(Excerpts from a point labeling dataset)
____

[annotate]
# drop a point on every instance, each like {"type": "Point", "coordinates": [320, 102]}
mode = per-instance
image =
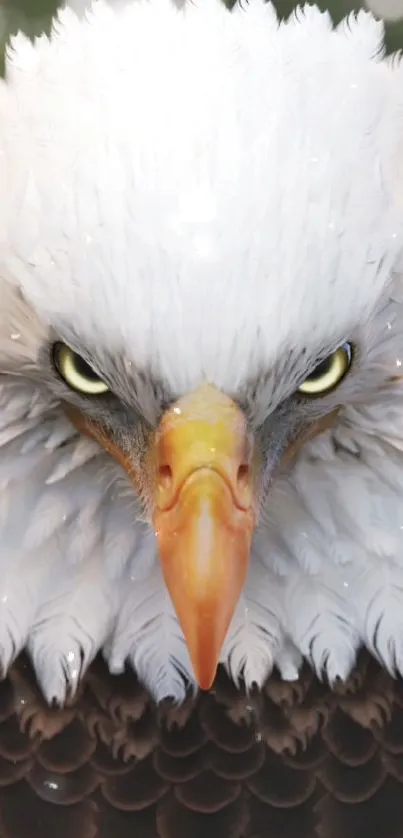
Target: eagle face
{"type": "Point", "coordinates": [200, 345]}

____

WHAT THE EXERCISE ASKS — Copy the data above line for line without changing anything, but leave out the picture.

TASK ANSWER —
[annotate]
# drop a point on every instance, each like {"type": "Point", "coordinates": [320, 102]}
mode = per-instance
image =
Target: eagle face
{"type": "Point", "coordinates": [200, 345]}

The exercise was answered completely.